TEXT FOR ANALYSIS:
BEGIN

It is one of several recommendations in a major report on the legal and ethical response to advances in gene technology.
Each year dozens line up for pre-implantation genetic diagnosis (PGD) to help screen their unborn babies for inherited diseases.
But the fear has always been will someone seek to take it a step further, into the murky world of designer babies?
"What could be done, what should be done? Those are the questions," says Molecular Geneticist, Associate Professor Don Love.
The authors of Otago University's human genome project believe perfect designer babies will never be achievable.
"Genes are part of our nature but what comes out of our genes has a lot to do with how we're nurtured and the environment that we live in," says Professor Mark Henaghan from the Human Genome Research Project.
The Law Foundation-sponsored research project has just delivered the last of three major reports tackling thorny ethical issues like this. The recommendations are aimed at law-makers, the medical profession and the public.
"As long as it's open for debate and up for debate I think we can use this information for the better of all of us," says Henaghan.
The first report three years ago recommended the use of PGD for screening embryos to weed out diseases like cystic fibrosis or Huntingdon's.

END

SUPPLIED DATA:

BEGIN

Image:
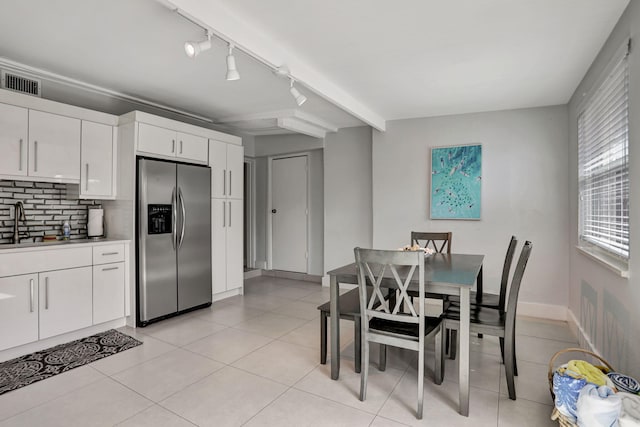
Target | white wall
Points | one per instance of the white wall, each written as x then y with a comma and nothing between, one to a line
277,145
524,191
347,200
613,324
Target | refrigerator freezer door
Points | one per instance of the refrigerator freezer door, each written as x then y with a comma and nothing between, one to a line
157,284
194,236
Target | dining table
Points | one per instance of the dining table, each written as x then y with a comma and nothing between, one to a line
445,274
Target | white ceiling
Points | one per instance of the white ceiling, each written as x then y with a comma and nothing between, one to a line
358,61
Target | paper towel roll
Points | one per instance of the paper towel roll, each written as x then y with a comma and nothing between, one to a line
94,226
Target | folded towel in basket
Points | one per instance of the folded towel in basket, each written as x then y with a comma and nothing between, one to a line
598,407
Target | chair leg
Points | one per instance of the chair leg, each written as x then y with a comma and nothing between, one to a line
357,344
365,370
509,365
323,338
440,344
453,343
420,380
382,363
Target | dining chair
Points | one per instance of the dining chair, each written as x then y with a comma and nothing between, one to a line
489,300
384,321
349,310
493,321
438,241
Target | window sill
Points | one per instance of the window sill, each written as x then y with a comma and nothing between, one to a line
618,266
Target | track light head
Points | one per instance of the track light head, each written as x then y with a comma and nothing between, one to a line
195,48
232,71
300,98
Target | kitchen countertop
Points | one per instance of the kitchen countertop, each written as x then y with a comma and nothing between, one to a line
31,246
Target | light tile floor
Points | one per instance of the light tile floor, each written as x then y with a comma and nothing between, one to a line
254,360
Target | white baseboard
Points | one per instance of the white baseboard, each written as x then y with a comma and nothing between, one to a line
542,311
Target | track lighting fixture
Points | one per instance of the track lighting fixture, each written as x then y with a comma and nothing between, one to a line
232,71
300,98
195,48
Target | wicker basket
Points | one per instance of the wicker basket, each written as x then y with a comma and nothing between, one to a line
556,415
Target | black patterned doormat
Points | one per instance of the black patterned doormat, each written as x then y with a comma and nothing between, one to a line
25,370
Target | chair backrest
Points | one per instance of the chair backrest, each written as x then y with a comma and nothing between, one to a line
382,269
506,269
438,241
512,305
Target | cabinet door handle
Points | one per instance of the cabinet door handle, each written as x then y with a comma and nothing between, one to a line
31,294
46,293
20,160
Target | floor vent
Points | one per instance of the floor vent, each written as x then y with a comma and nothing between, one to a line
19,83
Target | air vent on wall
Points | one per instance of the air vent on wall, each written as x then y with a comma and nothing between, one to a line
20,83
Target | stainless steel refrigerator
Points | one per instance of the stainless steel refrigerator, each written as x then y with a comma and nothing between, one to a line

END

REQUIREMENT: Carry on the news report about the Otago University gene technology research, picking up right after its last sentence.

OUTPUT OF THE EXERCISE:
But this report says parents should also be able to screen unborn babies for lower-risk late-onset inherited diseases like genetic cancers and Alzheimers.
Some think we are not ready for that.
"Yes, you could do it but why would you do it? And have we got the resources to match the hope, that perhaps on some people's part, that this should be more widely used?" says Love.
The report grapples too with the issue of discrimination against a person because of their genetic flaws.
As it stands now, if you have a genetic test, you are required to disclose the results to insurance companies if you want cover.
But to protect consumers, this report recommends an independent body be set up, like a referee, to help work out which tests are suitable and to monitor how the insurance industry uses them.